→ EXTRAIT SOURCE:

---

Le carême est un temps pour permettre à Dieu d’être présent dans notre vie, d’y agir et de la transformer selon son désir en accomplissant sa volonté. C’est un temps pour vivre la foi, c’est-à-dire accueillir Dieu et tout ce qu’Il veut nous donner, tout ce que Lui seul peut nous donner. Mais aussi vivre chaque partie de notre vie centrée sur Dieu, sur ce qui donne sens à ce que nous faisons, partageons avec les autres, vivons chaque jour.
La foi est le moyen prochain d’atteindre Dieu. Nous n’atteignons pas Dieu dans la possession, en cherchant à posséder toujours plus, ni dans le pouvoir qui veut sans cesse s’affirmer sur les autres, étendre sa domination. Nous atteignons Dieu dans l’humilité de la foi.
Trop souvent notre foi est tiède ; nous la vivons sans beaucoup de conviction, faiblement. Nous nous installons dans de petites habitudes. Le carême vient nous réveiller de cette léthargie, nous faire sortir de l’hibernation de la foi. Ce n’est plus le moment de laisser au garage notre amour de Dieu qui doit déborder en amour du prochain. En nous centrant sur Dieu nous nous décentrerons de nous-mêmes et nous nous ouvrirons aux autres, à ceux qui nous entourent.
Si de ta bouche, tu affirmes que Jésus est Seigneur, si, dans ton cœur, tu crois que Dieu l’a ressuscité d’entre les morts, alors tu seras sauvé. La foi consiste à accueillir la révélation de Dieu, ce que Dieu nous dit de Lui, ce qu’Il nous fait connaître. Nous accueillons par la foi Dieu Lui-même, et le chemin qu’Il nous montre pour être sauvé, pour vivre en homme véritable, pour accomplir dans notre vie ce qui est juste et bon.

---

→ CONSIGNE:
Réécrivez le passage de l'extrait sur le carême allant de « Le carême est » à « vivons chaque jour. », en remplaçant « désir » par « dessein ». Appuyez-vous uniquement sur l'extrait sur le carême.

→ Lignes du jeu de données de pointage d'objets:
---

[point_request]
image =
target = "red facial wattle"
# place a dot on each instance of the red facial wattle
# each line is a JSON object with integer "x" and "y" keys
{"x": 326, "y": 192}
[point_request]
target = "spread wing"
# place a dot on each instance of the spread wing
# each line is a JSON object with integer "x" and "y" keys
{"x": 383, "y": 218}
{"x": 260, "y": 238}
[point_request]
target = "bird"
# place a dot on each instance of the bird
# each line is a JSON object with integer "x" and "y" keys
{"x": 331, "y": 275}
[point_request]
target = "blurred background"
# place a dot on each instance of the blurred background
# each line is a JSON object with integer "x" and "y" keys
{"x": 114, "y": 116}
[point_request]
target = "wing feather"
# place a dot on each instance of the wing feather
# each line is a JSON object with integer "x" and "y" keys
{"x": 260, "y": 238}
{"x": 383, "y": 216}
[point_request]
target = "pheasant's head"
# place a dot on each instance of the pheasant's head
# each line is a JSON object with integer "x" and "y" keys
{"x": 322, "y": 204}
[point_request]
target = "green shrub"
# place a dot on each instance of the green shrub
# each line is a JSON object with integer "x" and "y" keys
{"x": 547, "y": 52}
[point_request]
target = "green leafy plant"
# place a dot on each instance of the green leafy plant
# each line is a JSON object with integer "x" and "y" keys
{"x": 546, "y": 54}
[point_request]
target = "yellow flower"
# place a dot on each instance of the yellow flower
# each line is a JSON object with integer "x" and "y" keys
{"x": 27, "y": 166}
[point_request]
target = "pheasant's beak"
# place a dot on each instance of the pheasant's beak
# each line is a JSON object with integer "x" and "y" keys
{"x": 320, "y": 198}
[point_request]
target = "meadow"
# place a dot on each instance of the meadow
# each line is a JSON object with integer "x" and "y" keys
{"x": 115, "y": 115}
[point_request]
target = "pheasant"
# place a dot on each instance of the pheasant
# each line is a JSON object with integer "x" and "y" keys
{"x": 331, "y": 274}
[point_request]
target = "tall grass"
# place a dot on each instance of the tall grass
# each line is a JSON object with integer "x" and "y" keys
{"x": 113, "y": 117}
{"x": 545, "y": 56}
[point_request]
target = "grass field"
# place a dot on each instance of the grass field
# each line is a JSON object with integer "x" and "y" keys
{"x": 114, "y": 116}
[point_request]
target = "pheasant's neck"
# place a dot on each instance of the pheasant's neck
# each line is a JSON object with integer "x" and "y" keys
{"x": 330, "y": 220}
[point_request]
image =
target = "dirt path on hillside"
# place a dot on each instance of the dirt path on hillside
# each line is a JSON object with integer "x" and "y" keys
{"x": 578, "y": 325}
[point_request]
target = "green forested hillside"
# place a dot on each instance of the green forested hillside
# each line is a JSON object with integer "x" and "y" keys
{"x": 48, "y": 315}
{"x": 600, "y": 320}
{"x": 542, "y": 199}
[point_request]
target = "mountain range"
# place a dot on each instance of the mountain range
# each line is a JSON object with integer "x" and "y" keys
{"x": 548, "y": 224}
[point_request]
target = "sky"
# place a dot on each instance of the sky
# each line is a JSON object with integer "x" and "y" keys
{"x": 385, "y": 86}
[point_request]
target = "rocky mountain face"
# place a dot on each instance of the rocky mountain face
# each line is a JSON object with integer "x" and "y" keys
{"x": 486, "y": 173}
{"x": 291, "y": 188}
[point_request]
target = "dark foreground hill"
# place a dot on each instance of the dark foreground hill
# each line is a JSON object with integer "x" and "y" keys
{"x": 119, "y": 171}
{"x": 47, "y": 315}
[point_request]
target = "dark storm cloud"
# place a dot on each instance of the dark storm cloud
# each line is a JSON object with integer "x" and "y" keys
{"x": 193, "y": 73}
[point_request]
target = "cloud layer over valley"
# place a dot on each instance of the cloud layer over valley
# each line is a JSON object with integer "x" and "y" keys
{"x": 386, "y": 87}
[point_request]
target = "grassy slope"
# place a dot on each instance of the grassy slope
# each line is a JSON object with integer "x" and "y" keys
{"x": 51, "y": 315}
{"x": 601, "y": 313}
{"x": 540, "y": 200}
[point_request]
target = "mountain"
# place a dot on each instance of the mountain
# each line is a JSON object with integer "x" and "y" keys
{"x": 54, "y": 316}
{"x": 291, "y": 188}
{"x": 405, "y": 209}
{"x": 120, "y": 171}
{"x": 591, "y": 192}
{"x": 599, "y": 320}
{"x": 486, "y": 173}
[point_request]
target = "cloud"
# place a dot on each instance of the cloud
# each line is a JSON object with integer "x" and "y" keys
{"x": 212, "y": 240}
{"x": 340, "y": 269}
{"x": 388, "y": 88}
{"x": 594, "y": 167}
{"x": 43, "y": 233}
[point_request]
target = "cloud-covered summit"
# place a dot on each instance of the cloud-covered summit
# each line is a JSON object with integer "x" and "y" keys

---

→ RÉSULTAT OBTENU:
Le carême est un temps pour permettre à Dieu d’être présent dans notre vie, d’y agir et de la transformer selon son dessein en accomplissant sa volonté. C’est un temps pour vivre la foi, c’est-à-dire accueillir Dieu et tout ce qu’Il veut nous donner, tout ce que Lui seul peut nous donner. Mais aussi vivre chaque partie de notre vie centrée sur Dieu, sur ce qui donne sens à ce que nous faisons, partageons avec les autres, vivons chaque jour.